== THE TASK ==
Repeat, exactly and completely, the entries shown underneath.

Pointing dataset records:
# # # # #

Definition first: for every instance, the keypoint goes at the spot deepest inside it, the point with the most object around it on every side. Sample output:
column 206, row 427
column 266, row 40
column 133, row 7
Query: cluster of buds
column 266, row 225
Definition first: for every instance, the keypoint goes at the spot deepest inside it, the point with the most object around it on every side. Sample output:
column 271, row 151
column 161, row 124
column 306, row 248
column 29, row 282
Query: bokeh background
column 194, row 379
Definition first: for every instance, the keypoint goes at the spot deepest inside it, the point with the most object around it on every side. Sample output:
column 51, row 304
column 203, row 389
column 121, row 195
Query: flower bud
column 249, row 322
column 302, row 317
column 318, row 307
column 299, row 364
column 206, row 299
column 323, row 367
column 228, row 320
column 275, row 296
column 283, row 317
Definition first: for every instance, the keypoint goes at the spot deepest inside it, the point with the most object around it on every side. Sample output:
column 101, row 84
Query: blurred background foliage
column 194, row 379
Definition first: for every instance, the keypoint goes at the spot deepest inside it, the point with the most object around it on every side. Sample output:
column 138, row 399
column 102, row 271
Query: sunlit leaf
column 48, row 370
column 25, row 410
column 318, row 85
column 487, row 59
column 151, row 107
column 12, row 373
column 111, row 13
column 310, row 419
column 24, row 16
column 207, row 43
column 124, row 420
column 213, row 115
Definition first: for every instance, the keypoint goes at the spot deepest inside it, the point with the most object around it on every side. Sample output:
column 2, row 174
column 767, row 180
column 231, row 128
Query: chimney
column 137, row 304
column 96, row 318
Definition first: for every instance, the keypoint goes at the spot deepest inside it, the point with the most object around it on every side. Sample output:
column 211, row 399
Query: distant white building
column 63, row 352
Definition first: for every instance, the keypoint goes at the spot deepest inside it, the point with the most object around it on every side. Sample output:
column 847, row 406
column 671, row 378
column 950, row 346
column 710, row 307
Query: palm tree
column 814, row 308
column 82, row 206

# # # # #

== WRITTEN SOLUTION ==
Definition first: for every instance, the keypoint goes at the spot deepest inside it, the point with the most object around it on every side. Sample output:
column 206, row 427
column 266, row 40
column 133, row 7
Query: cluster of buds
column 266, row 225
Definition first: for every instance, the keypoint goes at the spot deepest inside it, the point with the most object around it on every side. Sample output:
column 271, row 151
column 161, row 124
column 306, row 248
column 29, row 282
Query: bokeh background
column 194, row 379
Definition first: for every instance, the keypoint goes at the spot deepest inside it, the point with the most object around it on every side. Sample output:
column 51, row 304
column 203, row 389
column 121, row 195
Query: flower bud
column 249, row 322
column 302, row 317
column 318, row 307
column 299, row 364
column 206, row 299
column 323, row 367
column 228, row 320
column 275, row 296
column 283, row 317
Definition first: for every instance, the keypoint goes at the spot deepest inside it, the point with the most object around it on every side. Sample output:
column 101, row 84
Query: blurred background foliage
column 194, row 379
Definition first: for every instance, the keypoint goes at the spot deepest inside it, the point with the most object around it on every side. Sample output:
column 138, row 399
column 102, row 271
Query: sunlit leaf
column 48, row 370
column 25, row 410
column 318, row 85
column 487, row 59
column 151, row 107
column 12, row 373
column 111, row 13
column 310, row 419
column 24, row 16
column 207, row 43
column 124, row 420
column 213, row 115
Definition first: for every instance, the keypoint goes at the spot deepest inside it, the point with the most object around it on every side. Sample output:
column 2, row 174
column 767, row 180
column 231, row 128
Query: chimney
column 137, row 304
column 96, row 318
Definition first: for every instance, the keypoint goes at the spot deepest inside it, the point with the most object around it on every side. Sample output:
column 211, row 399
Query: distant white building
column 63, row 352
Definition first: for every instance, the keypoint goes at the spot deepest inside it, the point with the most object around it on every side. Sample output:
column 847, row 406
column 671, row 378
column 950, row 346
column 710, row 307
Query: palm tree
column 814, row 308
column 82, row 206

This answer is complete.